### WRITTEN EXERCISE
Report each line in the entries below that contains the word "camouflage", copying every such line in full.

::::::::::

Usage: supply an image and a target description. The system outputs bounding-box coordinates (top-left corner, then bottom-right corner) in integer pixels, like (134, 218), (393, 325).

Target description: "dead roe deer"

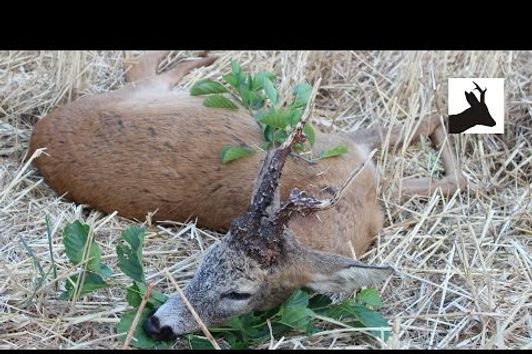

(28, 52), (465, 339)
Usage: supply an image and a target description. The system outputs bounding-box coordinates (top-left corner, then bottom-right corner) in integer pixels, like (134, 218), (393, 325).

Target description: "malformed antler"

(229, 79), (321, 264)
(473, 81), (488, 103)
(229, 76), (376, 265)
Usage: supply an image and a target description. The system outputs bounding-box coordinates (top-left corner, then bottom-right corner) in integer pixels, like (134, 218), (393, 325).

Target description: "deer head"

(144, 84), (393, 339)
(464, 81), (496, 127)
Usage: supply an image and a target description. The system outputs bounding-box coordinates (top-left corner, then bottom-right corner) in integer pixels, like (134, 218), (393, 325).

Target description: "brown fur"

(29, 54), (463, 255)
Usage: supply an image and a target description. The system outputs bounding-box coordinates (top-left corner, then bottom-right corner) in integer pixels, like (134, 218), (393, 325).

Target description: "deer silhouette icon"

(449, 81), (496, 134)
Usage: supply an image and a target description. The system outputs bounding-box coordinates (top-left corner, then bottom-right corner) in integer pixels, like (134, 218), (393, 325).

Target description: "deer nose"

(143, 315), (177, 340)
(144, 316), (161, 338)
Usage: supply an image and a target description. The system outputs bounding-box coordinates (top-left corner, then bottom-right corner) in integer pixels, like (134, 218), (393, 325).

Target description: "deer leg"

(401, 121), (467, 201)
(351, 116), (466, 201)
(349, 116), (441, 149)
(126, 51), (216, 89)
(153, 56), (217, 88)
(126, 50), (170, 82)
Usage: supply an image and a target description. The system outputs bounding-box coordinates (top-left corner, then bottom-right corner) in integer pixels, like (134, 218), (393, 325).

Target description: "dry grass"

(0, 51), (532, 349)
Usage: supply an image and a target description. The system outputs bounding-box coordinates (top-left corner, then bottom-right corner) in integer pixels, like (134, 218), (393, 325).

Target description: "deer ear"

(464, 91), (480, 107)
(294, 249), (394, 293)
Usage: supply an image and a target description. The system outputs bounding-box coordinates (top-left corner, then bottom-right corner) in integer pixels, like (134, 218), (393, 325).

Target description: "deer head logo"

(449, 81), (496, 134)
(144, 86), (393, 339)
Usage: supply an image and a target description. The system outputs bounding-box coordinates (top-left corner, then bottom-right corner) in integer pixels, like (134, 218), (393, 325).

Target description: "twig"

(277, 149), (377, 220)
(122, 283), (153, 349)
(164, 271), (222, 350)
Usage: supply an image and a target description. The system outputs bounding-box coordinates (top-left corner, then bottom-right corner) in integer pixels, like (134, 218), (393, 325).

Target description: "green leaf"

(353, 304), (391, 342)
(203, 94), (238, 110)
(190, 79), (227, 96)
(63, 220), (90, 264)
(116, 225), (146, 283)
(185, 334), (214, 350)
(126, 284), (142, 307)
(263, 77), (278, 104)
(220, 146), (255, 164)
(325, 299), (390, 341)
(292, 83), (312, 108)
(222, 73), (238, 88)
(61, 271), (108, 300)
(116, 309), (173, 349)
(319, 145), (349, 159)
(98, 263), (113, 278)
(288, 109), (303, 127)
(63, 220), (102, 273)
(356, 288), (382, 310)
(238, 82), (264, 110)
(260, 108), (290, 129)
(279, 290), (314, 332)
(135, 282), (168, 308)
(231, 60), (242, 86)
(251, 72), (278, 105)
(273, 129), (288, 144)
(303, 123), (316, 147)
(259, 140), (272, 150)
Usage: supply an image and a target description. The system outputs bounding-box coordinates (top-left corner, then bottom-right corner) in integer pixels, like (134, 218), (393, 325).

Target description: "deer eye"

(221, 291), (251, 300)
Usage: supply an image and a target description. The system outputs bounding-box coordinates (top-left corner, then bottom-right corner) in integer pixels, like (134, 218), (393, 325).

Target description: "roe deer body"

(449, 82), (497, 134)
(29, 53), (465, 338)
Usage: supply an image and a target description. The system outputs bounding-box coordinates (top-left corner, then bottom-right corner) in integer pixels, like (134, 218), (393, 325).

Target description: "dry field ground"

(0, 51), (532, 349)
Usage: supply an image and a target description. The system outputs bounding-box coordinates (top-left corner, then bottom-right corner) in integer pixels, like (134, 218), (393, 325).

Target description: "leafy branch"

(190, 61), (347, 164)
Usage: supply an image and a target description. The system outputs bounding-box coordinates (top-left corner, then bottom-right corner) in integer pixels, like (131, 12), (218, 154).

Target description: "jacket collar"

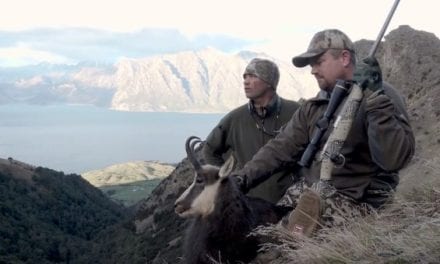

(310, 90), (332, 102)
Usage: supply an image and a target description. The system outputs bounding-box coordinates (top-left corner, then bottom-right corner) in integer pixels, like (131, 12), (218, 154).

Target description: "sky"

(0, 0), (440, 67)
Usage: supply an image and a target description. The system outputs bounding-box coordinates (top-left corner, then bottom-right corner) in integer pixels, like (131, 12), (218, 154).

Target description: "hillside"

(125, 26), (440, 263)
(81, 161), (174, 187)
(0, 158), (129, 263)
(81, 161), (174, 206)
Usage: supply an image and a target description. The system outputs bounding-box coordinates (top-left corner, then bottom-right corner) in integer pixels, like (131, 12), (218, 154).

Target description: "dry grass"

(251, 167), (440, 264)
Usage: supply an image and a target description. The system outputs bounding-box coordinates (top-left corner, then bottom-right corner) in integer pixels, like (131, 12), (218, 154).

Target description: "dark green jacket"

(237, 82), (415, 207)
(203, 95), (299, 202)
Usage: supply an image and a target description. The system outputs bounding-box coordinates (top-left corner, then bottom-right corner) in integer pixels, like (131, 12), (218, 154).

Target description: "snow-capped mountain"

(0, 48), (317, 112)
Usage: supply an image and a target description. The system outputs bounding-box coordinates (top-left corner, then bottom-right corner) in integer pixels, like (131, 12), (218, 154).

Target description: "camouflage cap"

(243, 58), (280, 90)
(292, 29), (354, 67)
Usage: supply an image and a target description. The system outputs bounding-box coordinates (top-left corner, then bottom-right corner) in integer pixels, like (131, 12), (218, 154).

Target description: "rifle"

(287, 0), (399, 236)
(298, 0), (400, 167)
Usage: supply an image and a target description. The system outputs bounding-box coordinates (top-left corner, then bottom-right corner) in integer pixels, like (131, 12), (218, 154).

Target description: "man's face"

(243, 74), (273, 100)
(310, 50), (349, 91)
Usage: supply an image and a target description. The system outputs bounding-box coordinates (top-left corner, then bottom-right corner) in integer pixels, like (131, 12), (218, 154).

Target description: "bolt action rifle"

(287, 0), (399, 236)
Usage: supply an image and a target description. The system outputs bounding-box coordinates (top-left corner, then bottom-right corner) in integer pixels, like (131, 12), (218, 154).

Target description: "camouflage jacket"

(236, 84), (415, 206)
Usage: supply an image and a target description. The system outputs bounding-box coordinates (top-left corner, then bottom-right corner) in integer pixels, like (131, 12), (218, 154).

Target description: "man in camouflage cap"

::::::::::

### SOLUTION TO THIS TASK
Target description: "camouflage cap"
Target description: "camouflage jacket"
Target description: "man in camouflage cap"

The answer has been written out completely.